> Requirement:
Change the lines from the one containing "For each instance of the long" through the end of the records, substituting "cursor" for "pointer" and leaving everything else unchanged. Give only those lines.

(Location identification records)
──────────────────────────────

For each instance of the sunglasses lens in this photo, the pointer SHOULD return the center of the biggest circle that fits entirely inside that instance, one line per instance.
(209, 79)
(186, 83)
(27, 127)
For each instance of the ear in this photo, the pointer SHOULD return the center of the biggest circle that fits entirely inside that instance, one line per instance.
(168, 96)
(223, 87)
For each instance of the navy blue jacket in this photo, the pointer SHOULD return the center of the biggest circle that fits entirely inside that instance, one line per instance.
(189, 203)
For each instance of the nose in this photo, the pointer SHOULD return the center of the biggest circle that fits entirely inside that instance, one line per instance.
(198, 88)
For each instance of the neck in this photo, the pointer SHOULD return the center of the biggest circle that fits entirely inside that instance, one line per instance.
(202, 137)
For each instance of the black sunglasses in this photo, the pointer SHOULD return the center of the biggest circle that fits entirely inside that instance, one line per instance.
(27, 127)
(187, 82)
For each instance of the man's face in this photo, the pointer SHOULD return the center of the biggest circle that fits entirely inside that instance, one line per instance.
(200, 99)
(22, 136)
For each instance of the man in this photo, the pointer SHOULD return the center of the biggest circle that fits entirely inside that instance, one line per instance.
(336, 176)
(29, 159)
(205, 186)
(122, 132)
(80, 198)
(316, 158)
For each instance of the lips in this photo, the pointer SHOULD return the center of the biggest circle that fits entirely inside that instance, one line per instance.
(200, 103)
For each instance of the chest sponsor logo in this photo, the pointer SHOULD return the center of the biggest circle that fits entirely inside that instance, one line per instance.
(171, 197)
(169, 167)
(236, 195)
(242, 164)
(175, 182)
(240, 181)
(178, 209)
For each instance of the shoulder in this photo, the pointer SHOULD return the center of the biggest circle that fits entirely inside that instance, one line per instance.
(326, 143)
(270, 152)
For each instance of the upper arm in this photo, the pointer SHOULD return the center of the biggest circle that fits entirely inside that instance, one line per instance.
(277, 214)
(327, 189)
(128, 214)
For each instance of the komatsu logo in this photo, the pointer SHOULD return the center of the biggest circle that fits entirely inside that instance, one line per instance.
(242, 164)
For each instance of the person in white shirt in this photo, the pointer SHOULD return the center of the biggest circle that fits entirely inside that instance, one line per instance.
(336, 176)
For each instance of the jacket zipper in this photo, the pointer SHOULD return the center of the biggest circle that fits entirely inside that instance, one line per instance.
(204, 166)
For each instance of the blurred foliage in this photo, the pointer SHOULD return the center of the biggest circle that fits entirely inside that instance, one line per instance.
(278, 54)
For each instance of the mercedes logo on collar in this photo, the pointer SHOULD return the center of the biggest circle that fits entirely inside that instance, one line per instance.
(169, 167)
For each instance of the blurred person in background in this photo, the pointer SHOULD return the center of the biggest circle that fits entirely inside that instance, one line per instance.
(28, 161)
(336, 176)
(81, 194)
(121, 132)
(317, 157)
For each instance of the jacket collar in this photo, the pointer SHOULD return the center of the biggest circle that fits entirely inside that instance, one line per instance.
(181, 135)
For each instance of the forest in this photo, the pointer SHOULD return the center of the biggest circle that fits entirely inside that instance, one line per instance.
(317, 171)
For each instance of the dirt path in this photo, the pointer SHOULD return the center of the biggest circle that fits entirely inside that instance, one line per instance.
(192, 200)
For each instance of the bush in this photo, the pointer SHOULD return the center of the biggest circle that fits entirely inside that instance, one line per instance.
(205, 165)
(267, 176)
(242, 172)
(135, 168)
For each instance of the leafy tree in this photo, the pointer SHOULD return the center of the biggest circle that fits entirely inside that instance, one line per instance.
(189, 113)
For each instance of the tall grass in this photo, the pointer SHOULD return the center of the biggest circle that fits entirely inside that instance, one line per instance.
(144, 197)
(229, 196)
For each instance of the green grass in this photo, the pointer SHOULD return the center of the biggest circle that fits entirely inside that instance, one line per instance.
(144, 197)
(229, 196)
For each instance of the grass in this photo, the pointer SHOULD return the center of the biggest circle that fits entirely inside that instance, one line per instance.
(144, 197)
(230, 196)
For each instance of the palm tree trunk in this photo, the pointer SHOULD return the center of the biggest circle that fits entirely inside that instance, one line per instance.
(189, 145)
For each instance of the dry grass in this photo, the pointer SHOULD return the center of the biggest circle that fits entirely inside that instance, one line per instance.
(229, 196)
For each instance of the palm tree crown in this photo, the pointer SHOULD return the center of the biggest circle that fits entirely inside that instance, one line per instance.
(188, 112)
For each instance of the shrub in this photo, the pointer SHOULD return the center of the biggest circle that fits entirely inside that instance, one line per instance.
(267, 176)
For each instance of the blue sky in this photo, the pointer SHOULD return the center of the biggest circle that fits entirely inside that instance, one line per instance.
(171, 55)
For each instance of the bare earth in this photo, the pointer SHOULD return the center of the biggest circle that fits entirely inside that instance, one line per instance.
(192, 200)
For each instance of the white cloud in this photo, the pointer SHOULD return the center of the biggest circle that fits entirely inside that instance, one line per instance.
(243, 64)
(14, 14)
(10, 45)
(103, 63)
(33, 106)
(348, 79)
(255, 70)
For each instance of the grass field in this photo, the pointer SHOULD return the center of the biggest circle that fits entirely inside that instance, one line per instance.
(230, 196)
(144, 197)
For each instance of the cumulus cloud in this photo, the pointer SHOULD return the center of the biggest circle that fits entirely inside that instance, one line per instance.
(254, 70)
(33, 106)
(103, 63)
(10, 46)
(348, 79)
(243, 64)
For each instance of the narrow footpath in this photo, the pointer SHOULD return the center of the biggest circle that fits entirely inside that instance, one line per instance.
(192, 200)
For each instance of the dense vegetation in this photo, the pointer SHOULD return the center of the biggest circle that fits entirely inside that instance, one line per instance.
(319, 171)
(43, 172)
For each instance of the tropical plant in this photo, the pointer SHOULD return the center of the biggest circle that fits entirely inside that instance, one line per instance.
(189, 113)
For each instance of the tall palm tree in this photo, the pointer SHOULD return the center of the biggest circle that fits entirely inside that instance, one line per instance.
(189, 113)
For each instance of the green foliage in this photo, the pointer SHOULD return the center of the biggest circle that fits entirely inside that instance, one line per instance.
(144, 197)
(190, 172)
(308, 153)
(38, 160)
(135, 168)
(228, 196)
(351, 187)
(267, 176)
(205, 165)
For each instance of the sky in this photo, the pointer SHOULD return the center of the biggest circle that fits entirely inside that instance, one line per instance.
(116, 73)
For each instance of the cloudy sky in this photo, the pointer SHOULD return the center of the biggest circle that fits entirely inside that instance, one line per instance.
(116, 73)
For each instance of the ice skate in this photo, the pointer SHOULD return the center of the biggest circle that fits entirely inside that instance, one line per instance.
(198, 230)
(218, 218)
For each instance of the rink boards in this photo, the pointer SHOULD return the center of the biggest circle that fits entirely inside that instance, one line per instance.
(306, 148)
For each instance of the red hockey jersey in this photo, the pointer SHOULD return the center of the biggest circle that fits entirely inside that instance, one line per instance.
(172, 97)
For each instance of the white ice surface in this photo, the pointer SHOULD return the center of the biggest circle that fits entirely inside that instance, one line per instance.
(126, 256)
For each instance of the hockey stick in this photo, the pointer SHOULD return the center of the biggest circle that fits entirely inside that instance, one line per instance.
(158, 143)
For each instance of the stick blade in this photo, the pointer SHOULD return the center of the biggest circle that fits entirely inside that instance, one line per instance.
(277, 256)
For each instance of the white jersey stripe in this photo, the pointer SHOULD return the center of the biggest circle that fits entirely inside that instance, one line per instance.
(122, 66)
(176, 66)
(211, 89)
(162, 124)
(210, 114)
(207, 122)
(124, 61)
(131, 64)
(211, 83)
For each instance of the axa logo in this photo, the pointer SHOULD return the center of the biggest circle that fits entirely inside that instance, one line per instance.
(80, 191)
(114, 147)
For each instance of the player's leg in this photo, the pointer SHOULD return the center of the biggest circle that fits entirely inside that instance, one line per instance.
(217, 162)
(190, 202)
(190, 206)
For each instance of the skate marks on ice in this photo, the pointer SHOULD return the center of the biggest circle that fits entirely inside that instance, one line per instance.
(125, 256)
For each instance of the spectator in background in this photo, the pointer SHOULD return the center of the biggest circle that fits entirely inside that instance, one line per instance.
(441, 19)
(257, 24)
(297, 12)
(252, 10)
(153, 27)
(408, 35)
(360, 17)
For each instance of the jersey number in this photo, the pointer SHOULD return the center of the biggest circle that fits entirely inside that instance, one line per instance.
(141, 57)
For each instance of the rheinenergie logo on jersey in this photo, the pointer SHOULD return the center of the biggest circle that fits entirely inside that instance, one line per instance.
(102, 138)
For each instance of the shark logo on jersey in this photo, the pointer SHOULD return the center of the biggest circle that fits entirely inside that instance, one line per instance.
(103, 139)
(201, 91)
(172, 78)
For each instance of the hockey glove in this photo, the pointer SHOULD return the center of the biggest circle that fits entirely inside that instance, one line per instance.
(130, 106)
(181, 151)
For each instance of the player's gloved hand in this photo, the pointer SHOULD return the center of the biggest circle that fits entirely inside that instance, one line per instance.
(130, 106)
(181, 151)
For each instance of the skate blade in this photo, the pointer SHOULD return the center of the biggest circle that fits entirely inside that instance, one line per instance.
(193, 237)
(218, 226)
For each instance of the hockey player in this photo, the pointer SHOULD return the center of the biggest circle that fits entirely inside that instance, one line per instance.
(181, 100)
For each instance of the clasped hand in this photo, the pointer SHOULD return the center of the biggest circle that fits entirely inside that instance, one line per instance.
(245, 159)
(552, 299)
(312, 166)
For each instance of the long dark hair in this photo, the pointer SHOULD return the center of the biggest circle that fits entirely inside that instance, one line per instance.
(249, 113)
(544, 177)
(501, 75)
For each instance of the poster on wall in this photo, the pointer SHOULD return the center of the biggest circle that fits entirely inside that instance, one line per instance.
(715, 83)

──────────────────────────────

> Result below:
For each instance of the long dark hair in this photo, the cursor SHOULD return the center of the biggest circle that fits entirely inside that instance, one line per instance.
(249, 113)
(544, 177)
(501, 75)
For each instance of the poster on wall in this photo, the cursor SHOULD return the center of the biggest circle that fits entirely inside that instance, one line per instance.
(715, 83)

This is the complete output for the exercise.